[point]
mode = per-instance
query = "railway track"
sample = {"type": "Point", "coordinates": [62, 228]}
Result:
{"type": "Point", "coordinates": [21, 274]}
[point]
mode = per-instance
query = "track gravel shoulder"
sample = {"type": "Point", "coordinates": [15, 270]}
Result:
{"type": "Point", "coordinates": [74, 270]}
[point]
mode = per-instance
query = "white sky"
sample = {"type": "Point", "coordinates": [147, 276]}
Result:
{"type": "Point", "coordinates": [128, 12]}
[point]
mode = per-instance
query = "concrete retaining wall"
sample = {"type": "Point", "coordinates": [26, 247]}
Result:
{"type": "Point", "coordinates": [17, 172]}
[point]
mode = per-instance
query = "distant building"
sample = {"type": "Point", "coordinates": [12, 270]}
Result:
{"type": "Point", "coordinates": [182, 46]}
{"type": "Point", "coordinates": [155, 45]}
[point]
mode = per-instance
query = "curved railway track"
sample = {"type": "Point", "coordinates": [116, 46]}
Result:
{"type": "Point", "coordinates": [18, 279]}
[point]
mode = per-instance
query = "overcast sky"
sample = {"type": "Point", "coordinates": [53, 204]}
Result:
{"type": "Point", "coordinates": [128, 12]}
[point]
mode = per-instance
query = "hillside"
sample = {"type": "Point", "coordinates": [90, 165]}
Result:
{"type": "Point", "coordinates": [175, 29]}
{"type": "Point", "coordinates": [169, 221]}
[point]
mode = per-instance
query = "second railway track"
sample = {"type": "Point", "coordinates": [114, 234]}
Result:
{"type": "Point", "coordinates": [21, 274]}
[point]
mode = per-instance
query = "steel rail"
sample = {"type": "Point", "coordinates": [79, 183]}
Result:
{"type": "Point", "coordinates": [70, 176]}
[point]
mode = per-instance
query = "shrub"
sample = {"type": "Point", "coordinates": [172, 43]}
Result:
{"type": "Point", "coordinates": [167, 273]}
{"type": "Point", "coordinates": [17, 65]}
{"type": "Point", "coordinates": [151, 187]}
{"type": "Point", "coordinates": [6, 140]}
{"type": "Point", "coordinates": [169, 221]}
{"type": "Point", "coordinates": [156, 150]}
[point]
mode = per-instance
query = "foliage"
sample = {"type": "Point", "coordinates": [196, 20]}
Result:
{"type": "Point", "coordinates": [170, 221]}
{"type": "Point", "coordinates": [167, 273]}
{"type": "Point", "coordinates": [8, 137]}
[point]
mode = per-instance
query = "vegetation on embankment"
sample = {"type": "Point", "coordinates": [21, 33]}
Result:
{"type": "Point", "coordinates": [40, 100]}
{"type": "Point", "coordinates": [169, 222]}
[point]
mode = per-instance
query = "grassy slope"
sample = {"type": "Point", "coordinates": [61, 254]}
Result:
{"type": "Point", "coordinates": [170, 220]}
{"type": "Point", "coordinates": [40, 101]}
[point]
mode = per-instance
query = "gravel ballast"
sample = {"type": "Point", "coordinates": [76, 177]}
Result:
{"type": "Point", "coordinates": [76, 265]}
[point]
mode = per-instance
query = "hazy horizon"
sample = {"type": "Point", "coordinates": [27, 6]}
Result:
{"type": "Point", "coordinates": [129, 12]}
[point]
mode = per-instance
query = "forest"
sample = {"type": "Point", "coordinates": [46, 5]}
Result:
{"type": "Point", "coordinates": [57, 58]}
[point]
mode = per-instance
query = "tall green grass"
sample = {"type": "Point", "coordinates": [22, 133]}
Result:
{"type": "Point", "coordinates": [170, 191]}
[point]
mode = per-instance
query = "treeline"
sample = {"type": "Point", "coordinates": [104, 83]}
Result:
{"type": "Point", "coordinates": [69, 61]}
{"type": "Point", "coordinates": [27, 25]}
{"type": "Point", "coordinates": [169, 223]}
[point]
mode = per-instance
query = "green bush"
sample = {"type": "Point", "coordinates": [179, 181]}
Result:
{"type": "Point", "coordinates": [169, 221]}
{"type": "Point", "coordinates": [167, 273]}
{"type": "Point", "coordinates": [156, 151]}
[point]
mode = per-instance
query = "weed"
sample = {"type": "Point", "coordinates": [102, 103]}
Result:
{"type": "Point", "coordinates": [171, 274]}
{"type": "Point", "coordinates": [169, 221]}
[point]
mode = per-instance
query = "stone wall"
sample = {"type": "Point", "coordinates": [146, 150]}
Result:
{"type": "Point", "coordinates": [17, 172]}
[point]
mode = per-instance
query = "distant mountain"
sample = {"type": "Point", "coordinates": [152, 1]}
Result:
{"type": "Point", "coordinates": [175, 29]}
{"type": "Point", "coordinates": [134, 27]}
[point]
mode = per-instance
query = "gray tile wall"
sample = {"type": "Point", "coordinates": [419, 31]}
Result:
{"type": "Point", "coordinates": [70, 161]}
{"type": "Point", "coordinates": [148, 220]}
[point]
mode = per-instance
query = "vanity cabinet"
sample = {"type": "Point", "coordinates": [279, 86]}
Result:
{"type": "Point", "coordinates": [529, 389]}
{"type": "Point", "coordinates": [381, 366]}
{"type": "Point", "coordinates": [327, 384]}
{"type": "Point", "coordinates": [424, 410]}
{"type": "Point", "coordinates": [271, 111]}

■ ■ ■ ■ ■

__Set exercise__.
Pull out each line of the records above that contains the word "green", and copy those lines as they appear. The match is case-sensitive.

__Output of the exercise__.
query = "tall green grass"
query = "green bush"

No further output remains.